#### Task a
In the entries below, copy out the stretch from the line containing "floral pink pillow?" through the line containing "[349,292,592,480]", keeping both of those lines.

#### Text

-- begin --

10

The Dysfunctional Pension Financed Wall Street Monopoly Of Modern Finance


Pensions & Endowments today are mostly not investing through negotiated agreement with enterprise directly. Or rather, it is more technically correct to say that Pensions & Endowments are investing by negotiated agreement with only one kind of enterprise. That is, enterprises for paid professional speculation with Other People’s Money.

This is an industry that calls itself increasingly the Asset Management industry, populated by professionals who call themselves increasingly Asset Managers. They call the superfiduciary stewards of society’s superfunds with whom they contract almost exclusively, Asset Owners, whose job is to hire the best Asset Managers they can, to speculate with the Other People’s Money, for a fee, but without any guarantee of sufficient cash flows through which our superfiduciaries can discharge their superfiduciary duties, to their beneficiaries, across the generations, and to all of society, also across the generations.

It is an industry that is failing their clients, and all of us.

This failure began in 1973.

1973 is the year in which the Uniform Management of Institutional Funds Act was passed into law by some 43 states. It is now the law in all 50 states.

The Uniform Management of Institutional Funds Act was promulgated by the National Commission on Uniform State Laws during its Annual Meeting in August of 1972.

-- end --

#### Given information
-- begin --

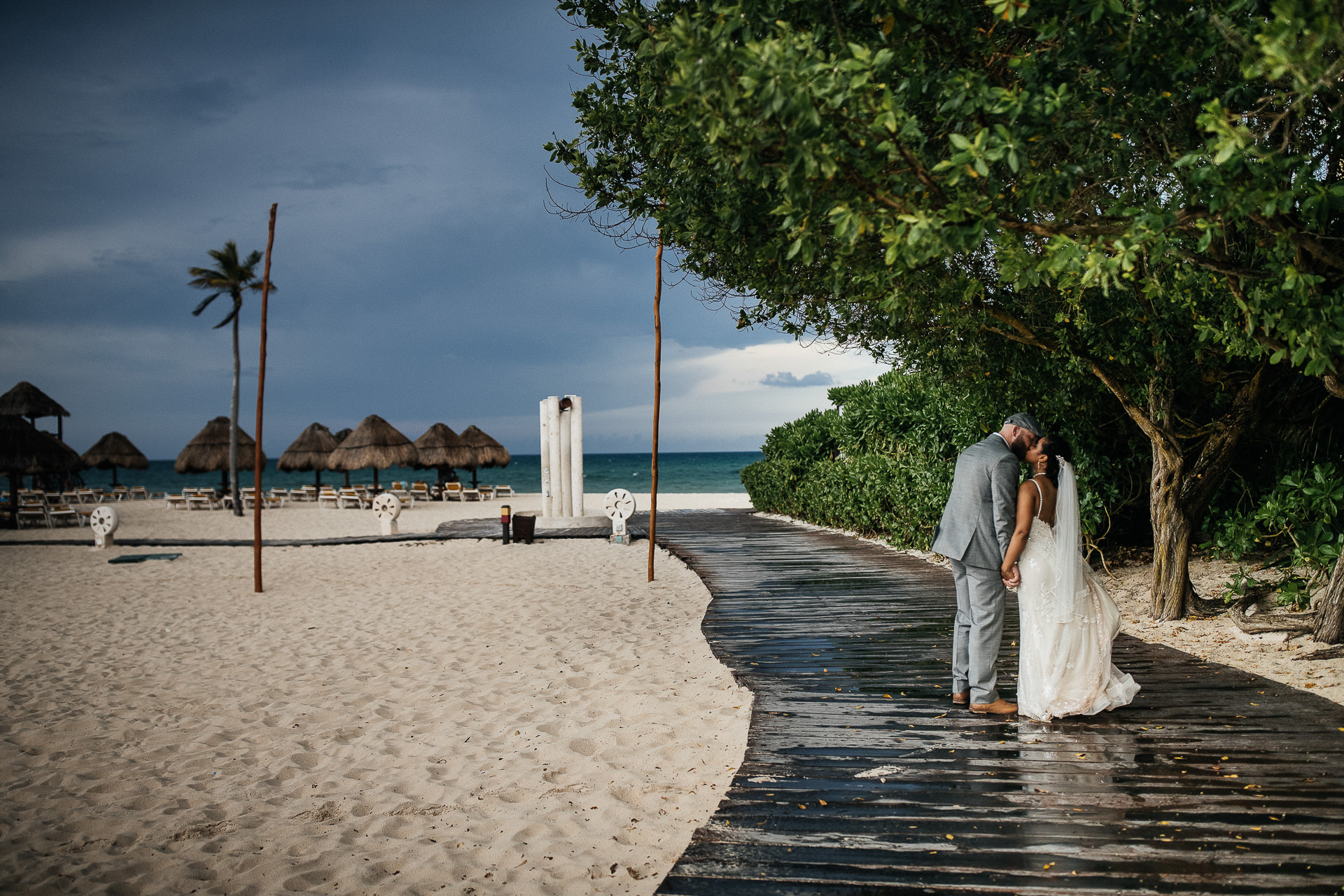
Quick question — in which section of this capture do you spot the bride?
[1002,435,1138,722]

-- end --
-- begin --

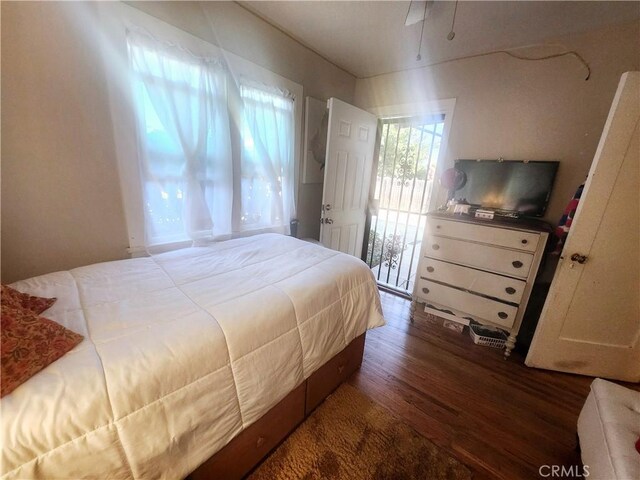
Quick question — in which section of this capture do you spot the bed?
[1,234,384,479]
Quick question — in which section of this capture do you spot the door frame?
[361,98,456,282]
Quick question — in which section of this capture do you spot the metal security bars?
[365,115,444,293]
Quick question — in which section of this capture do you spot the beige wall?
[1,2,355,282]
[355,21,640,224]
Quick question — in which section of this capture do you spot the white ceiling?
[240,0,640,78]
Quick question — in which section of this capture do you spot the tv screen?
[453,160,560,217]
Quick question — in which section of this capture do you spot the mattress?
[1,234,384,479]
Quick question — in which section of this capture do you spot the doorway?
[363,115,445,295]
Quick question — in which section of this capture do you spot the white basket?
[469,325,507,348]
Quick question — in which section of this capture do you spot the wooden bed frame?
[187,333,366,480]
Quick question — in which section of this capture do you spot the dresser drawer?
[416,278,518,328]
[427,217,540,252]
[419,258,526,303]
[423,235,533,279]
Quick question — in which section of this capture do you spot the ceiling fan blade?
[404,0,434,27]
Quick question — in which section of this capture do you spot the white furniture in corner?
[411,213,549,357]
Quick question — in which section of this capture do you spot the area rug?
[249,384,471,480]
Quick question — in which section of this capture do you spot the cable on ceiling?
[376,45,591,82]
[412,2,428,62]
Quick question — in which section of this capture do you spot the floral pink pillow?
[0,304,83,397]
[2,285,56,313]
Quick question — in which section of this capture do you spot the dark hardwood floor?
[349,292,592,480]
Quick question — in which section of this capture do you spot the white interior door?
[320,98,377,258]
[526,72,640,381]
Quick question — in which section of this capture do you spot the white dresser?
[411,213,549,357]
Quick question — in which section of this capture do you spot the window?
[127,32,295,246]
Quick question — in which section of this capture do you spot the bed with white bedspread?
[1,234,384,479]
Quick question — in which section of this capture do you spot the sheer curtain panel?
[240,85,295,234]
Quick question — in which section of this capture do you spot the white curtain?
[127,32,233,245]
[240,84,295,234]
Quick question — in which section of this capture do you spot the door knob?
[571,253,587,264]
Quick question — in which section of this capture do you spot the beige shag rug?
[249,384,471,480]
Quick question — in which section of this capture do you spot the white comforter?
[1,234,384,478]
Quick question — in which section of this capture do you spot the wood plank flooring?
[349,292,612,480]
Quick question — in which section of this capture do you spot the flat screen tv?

-- end --

#### Task b
Pick up the piece on pension funds and Wall Street asset management after its last sentence and keep writing it.

#### Final result a
Quick question — in which section of this capture do you spot the floral pink pillow?
[0,304,83,397]
[2,285,56,313]
Quick question — in which section of this capture do you spot the dark hardwood floor?
[349,292,592,480]

#### Final result b
The National Commission on Uniform State Laws is a voluntary lawyer group organized and operated as a public service for the purpose of studying state by state differences in various laws that affect enterprises doing business in different states and people living in or moving between different states. Their purpose is to identify idiosyncrasies in state laws that impose burdens on people and business living and working in different states, without any clearly identifiable reason why one state’s laws should be different than another state’s laws, in this particular way. The Commission writes a set of uniform laws that it recommends all states adopt, so that state laws will not vary in idiosyncratic, but not truly meaningful ways, from state to state. Uniform laws are model laws that states can adopt, or not, as their legislatures may choose. The Uniform Laws Commission, as it is sometimes called, has not authority to actually make laws in any state or other jurisdiction. It’s function is purely expert advisory, in the interest of business and personal efficiency across state lines.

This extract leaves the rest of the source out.